- **TO DO**
Reproduce every line of the listing below without any changes.

- **RECORDS PROVIDED**
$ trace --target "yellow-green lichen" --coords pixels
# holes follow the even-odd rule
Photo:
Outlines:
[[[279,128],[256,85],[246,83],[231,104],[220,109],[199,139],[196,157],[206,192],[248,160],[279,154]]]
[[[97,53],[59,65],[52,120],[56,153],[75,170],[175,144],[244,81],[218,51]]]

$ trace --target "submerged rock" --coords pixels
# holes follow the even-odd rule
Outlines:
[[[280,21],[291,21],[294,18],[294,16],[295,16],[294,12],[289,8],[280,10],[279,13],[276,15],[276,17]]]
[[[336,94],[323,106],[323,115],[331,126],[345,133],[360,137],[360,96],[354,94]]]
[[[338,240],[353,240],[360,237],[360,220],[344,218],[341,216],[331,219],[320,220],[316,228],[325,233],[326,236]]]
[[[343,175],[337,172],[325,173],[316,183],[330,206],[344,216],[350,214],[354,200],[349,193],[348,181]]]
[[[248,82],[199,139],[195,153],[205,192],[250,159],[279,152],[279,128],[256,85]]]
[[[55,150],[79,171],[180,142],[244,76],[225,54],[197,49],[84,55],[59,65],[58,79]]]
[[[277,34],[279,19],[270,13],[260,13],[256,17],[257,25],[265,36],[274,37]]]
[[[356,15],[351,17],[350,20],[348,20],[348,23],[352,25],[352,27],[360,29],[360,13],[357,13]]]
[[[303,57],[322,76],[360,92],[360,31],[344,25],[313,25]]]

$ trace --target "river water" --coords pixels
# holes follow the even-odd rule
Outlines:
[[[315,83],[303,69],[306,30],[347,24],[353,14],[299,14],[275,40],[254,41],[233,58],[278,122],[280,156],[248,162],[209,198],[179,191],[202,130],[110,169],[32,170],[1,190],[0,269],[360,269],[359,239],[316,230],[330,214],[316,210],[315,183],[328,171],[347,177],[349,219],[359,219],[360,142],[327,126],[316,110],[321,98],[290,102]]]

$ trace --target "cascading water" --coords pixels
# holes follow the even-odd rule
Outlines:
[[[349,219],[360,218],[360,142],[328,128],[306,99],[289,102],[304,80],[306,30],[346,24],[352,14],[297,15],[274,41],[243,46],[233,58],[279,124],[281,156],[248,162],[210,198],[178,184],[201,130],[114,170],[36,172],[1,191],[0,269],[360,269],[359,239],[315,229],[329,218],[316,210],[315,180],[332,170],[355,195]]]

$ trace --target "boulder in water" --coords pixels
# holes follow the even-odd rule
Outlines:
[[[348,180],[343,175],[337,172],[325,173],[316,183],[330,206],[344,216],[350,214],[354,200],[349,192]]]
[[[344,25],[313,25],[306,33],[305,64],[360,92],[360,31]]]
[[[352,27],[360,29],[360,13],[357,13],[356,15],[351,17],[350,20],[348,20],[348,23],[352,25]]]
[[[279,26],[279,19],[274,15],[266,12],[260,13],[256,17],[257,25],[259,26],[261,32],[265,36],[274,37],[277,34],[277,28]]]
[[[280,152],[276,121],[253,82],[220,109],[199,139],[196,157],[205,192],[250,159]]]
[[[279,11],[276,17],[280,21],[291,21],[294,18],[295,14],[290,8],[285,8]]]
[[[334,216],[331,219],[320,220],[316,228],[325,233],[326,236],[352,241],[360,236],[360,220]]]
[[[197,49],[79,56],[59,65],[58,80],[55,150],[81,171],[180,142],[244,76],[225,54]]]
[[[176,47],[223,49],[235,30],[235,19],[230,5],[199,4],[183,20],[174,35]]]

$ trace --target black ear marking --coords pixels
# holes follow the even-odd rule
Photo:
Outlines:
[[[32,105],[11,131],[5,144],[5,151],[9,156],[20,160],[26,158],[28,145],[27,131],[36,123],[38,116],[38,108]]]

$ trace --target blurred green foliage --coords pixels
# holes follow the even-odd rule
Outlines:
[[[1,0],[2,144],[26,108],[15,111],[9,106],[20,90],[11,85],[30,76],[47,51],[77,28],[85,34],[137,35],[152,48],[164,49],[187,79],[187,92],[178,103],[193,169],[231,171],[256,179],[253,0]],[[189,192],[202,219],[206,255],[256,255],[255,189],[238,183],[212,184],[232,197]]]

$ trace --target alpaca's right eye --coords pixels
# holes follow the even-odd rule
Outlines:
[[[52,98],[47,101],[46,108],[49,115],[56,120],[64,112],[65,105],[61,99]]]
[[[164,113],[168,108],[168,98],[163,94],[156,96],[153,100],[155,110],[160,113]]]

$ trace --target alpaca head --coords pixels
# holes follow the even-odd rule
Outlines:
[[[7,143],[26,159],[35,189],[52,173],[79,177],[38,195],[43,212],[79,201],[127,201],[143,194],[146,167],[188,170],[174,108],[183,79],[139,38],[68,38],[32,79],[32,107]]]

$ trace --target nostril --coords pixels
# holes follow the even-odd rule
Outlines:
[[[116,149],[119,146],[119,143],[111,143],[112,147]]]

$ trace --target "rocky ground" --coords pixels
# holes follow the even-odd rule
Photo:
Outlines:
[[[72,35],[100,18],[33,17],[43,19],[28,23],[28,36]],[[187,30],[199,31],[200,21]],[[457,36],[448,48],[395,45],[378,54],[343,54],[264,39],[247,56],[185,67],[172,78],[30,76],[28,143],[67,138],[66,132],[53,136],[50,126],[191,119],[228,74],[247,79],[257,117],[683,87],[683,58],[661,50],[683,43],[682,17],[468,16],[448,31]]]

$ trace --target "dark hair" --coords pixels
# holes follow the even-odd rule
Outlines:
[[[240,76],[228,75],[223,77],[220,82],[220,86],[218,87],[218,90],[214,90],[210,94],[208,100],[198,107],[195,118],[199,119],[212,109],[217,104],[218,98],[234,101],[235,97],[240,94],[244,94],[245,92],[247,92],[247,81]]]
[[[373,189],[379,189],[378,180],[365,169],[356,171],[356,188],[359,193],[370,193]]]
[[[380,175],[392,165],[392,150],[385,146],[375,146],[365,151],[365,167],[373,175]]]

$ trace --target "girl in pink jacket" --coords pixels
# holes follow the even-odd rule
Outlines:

- **RESULT FOR THIS TASK**
$ trace --target "yellow-green lichen" --coords pixels
# holes follow the even-odd rule
Photo:
Outlines:
[[[279,128],[256,85],[246,83],[231,104],[220,109],[199,139],[196,157],[206,192],[248,160],[279,154]]]
[[[97,53],[59,65],[52,120],[56,153],[75,170],[175,144],[244,81],[218,51]]]

$ trace --target "submerged rock" --coords pixels
# holes follow the even-odd rule
Outlines:
[[[280,21],[291,21],[294,18],[294,16],[295,16],[294,12],[289,8],[280,10],[279,13],[276,15],[276,17]]]
[[[336,94],[323,106],[323,115],[331,126],[345,133],[360,137],[360,96],[354,94]]]
[[[338,240],[353,240],[360,237],[360,220],[344,218],[341,216],[331,219],[320,220],[316,228],[325,233],[326,236]]]
[[[343,175],[337,172],[325,173],[316,183],[330,206],[344,216],[350,214],[354,200],[349,193],[348,181]]]
[[[248,82],[199,139],[195,153],[205,192],[250,159],[279,152],[279,128],[256,85]]]
[[[55,150],[79,171],[180,142],[244,76],[225,54],[197,49],[84,55],[59,65],[58,79]]]
[[[277,34],[279,19],[270,13],[260,13],[256,17],[257,25],[265,36],[274,37]]]
[[[356,15],[351,17],[350,20],[348,20],[348,23],[352,25],[352,27],[360,29],[360,13],[357,13]]]
[[[303,57],[322,76],[360,92],[360,31],[344,25],[313,25]]]

$ trace --target "river water" --coords pixels
# holes follow the even-odd rule
Outlines:
[[[315,83],[303,69],[306,30],[347,24],[353,14],[299,14],[275,40],[254,41],[233,58],[278,122],[280,156],[248,162],[209,198],[179,191],[202,130],[110,169],[32,170],[1,190],[0,269],[360,269],[359,239],[316,230],[330,214],[316,210],[315,183],[328,171],[347,177],[349,219],[359,219],[360,142],[327,126],[316,110],[321,98],[290,102]]]

$ trace --target "cascading water" --coords pixels
# holes follow the even-odd rule
Outlines:
[[[349,219],[360,218],[360,142],[328,128],[306,99],[289,102],[304,80],[306,30],[346,24],[352,14],[297,15],[274,41],[243,46],[233,58],[279,124],[281,156],[248,162],[210,198],[178,184],[201,130],[114,170],[36,172],[1,191],[0,269],[360,269],[359,239],[315,229],[329,218],[316,210],[315,180],[332,170],[355,195]]]

$ trace --target "boulder in water" --coords pixels
# holes follow the even-odd rule
Outlines:
[[[348,180],[343,175],[337,172],[325,173],[316,183],[330,206],[344,216],[350,214],[354,200],[349,192]]]
[[[344,25],[313,25],[306,33],[305,64],[360,92],[360,31]]]
[[[352,27],[360,29],[360,13],[357,13],[356,15],[351,17],[350,20],[348,20],[348,23],[352,25]]]
[[[279,26],[279,19],[274,15],[266,12],[260,13],[256,17],[257,25],[259,26],[261,32],[265,36],[274,37],[277,34],[277,28]]]
[[[280,152],[276,121],[253,82],[220,109],[199,139],[196,157],[205,192],[250,159]]]
[[[279,11],[276,17],[280,21],[291,21],[294,18],[295,14],[290,8],[285,8]]]
[[[334,216],[331,219],[320,220],[316,228],[325,233],[326,236],[352,241],[360,236],[360,220]]]
[[[197,49],[79,56],[59,65],[58,80],[55,150],[81,171],[180,142],[244,76],[225,54]]]
[[[176,47],[223,49],[235,30],[235,19],[230,5],[199,4],[183,20],[174,35]]]

$ trace --target black ear marking --coords pixels
# holes follow the even-odd rule
Photo:
Outlines:
[[[32,105],[11,131],[5,144],[5,151],[9,156],[20,160],[26,158],[28,145],[27,131],[36,123],[38,116],[38,108]]]

$ trace --target blurred green foliage --coords pixels
# holes follow the even-odd rule
Outlines:
[[[1,0],[2,144],[26,108],[15,111],[9,106],[20,90],[11,85],[30,76],[47,51],[77,28],[85,34],[137,35],[152,48],[164,49],[187,79],[187,92],[178,103],[193,169],[231,171],[256,179],[253,0]],[[189,192],[202,219],[206,255],[256,255],[255,189],[238,183],[212,184],[232,197]]]

$ trace --target alpaca's right eye --coords pixels
# holes follow the even-odd rule
Outlines:
[[[52,98],[47,101],[46,108],[49,115],[56,120],[64,112],[65,105],[61,99]]]
[[[164,113],[168,108],[168,98],[163,94],[156,96],[153,100],[155,110],[160,113]]]

$ trace --target alpaca head --coords pixels
# holes follow the even-odd rule
Outlines:
[[[7,143],[26,159],[35,189],[52,173],[79,177],[38,195],[43,212],[79,201],[127,201],[143,194],[146,167],[188,170],[174,108],[183,79],[139,38],[68,38],[32,79],[32,107]]]

$ trace --target nostril --coords pixels
# holes follow the even-odd rule
Outlines:
[[[116,149],[119,146],[119,143],[111,143],[112,147]]]

$ trace --target "rocky ground" --coords pixels
# holes follow the even-odd rule
Photo:
Outlines:
[[[72,35],[100,18],[33,17],[43,19],[28,23],[28,36]],[[187,30],[199,31],[200,21]],[[457,36],[448,48],[395,45],[378,54],[343,54],[264,39],[247,56],[185,67],[172,78],[30,76],[28,143],[67,138],[66,132],[53,136],[50,126],[191,119],[228,74],[247,79],[257,117],[683,87],[683,58],[661,50],[683,43],[682,17],[468,16],[448,31]]]

$ trace --target "dark hair" --coords pixels
# holes follow the even-odd rule
Outlines:
[[[240,76],[228,75],[223,77],[220,82],[220,86],[218,87],[218,90],[214,90],[210,94],[208,100],[198,107],[195,118],[199,119],[212,109],[217,104],[218,98],[234,101],[235,97],[240,94],[244,94],[245,92],[247,92],[247,81]]]
[[[373,189],[379,189],[378,180],[365,169],[356,171],[356,188],[359,193],[370,193]]]
[[[380,175],[392,165],[392,150],[385,146],[375,146],[365,151],[365,167],[373,175]]]

$ trace --target "girl in pink jacket" --coords pixels
# holes follow the even-odd rule
Outlines:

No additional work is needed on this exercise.